===== Materials provided =====

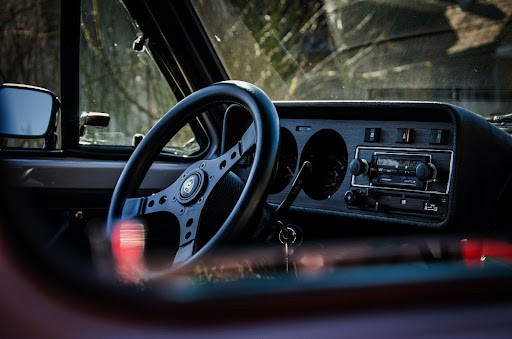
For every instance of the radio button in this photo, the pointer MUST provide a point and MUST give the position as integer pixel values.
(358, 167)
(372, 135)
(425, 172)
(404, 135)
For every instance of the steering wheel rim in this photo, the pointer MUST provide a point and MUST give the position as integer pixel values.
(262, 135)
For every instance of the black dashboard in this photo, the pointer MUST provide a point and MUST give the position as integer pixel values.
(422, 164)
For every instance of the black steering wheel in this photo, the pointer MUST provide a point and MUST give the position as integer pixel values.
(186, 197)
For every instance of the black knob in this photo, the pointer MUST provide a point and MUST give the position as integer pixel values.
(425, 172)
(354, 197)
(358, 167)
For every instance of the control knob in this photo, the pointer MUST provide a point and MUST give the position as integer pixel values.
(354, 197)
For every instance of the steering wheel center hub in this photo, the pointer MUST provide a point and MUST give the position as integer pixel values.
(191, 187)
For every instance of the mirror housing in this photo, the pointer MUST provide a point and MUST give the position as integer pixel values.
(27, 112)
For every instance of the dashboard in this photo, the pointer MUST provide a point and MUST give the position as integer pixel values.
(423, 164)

=====
===== Materials provided =====

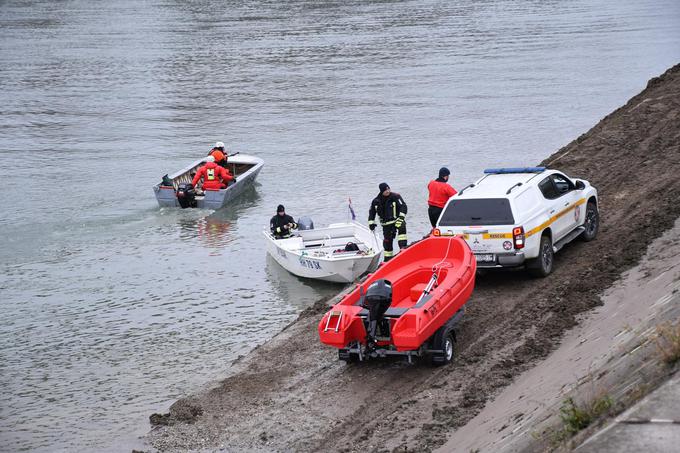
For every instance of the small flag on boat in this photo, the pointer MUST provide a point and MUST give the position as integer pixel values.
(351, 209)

=====
===== Materials provided =====

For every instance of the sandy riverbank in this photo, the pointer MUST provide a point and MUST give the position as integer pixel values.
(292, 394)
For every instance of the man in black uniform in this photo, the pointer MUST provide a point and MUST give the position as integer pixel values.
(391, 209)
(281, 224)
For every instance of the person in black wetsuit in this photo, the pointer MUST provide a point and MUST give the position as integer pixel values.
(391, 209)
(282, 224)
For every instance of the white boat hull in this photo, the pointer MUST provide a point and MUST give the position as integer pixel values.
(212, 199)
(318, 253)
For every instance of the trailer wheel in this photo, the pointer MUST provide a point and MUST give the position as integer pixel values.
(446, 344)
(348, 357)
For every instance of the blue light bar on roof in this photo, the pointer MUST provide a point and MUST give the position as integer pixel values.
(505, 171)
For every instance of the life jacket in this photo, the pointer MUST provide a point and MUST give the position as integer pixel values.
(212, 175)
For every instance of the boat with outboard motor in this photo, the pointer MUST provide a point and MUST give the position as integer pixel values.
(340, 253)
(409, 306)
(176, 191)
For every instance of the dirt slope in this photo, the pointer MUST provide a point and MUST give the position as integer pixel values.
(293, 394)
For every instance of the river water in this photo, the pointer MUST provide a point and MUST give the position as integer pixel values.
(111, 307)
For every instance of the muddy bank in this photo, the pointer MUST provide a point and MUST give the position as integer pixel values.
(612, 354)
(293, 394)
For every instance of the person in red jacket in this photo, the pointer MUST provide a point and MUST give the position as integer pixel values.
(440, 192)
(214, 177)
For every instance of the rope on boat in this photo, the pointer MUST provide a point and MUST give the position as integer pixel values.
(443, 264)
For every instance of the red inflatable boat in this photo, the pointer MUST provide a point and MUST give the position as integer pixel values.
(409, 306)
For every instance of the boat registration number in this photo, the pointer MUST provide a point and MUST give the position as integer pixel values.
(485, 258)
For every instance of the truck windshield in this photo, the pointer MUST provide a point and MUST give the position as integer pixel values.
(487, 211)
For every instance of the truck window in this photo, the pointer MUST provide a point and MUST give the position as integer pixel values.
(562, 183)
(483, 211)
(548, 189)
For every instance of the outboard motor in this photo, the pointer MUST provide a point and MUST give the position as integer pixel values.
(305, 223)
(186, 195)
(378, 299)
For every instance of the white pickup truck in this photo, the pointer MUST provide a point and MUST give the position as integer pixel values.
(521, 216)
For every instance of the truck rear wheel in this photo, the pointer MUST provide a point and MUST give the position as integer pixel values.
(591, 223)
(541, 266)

=====

- Written problem:
Count the lines in the records that contain the word "truck", and reply with that number alone.

- Exercise output:
4